═══ GIVEN RECORDS ═══
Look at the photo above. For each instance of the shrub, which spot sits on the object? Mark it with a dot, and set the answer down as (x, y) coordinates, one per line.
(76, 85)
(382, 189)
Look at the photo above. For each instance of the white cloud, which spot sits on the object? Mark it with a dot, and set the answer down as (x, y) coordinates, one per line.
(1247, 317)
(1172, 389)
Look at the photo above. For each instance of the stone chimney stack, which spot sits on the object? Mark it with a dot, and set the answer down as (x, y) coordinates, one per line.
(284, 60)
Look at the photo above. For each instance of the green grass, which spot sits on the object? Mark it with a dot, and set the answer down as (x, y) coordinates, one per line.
═══
═══ GIVEN RECORDS ═══
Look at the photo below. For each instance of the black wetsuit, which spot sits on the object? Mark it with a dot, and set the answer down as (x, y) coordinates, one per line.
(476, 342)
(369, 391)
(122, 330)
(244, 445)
═══
Starting with the line that holds "Look at the photo above. For each instance of the stone" and ending with the line that holds "Look at the photo above. For each instance of the green", retype every line in the data above exactly, and nothing else.

Look at the photo above. For each instance of the stone chimney stack, which spot sits on the object? Mark it with a dot, and set the answer down as (x, y) coordinates, one per line.
(284, 60)
Look at the photo above. For each instance of the green grass, which spot sits on the object? Mark it with a dot, and set the answer down as (x, y) coordinates, one per line.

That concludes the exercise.